PAGE TEXT
▬▬▬

On Monday morning I woke up and felt pretty normal. I'd had trouble sleeping the night before, but that was nothing new. I went through my morning routine of caffeine, makeup, hair-pinning, straightening, etc. I got dressed. I wore a black skirt with a skinny yellow belt (pilfered from one of my Jason Wu for Target dresses). I packed up my stuff for my class at 2. I would be way early to school, but I was planning on eating lunch and memorizing slides before class started. I walked down to the subway. As I was standing on the platform I started to notice that I was feeling a little funny. The train came, and I got on and sat down. As it turned out, that car smelled like bleach--an overpowering smell--which made me queasy. I switched cars at the next stop. When I got into the next car I felt like I had to sit down right away. I couldn't bear to stand. So I found a spot and squeezed in between a couple people. I thought if I loosened my belt (which was not even tight as it was) I might feel better. I settled in for the ride.
When I walked up the two flights of steps to street level after getting off of the train I knew something was wrong. I took my belt off to see if that would help, but I had a nagging tight feeling sort of below my chest but above my stomach--where I imagine my diaphragm is?--and I couldn't shake the feeling. I started walking to school. After a block and a half my breaths became smaller and smaller because of this constricting feeling I had. About half a block from school my vision started to blur at the edges. I stumbled to the door just as I started to literally see stars. There is a big security desk in the entrance hall, and when I got to the desk apparently I just slumped over on it. Yes, I fainted.

▬▬▬

DATASET SECTION

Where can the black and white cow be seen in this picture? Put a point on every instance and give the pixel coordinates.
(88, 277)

▬▬▬

TASKS FOR THIS EXERCISE
(1) In the fainting account, list each item the writer names as part of the morning routine.
(2) Transcribe the fainting account, starting with "When I walked" and going on through "Yes, I fainted.".
(3) According to the fainting account, what did the first subway car smell like?

ANSWERS TO THE TASKS
(1) caffeine, makeup, hair-pinning, straightening

(2)
When I walked up the two flights of steps to street level after getting off of the train I knew something was wrong. I took my belt off to see if that would help, but I had a nagging tight feeling sort of below my chest but above my stomach--where I imagine my diaphragm is?--and I couldn't shake the feeling. I started walking to school. After a block and a half my breaths became smaller and smaller because of this constricting feeling I had. About half a block from school my vision started to blur at the edges. I stumbled to the door just as I started to literally see stars. There is a big security desk in the entrance hall, and when I got to the desk apparently I just slumped over on it. Yes, I fainted.

(3) It smelled overpoweringly of bleach.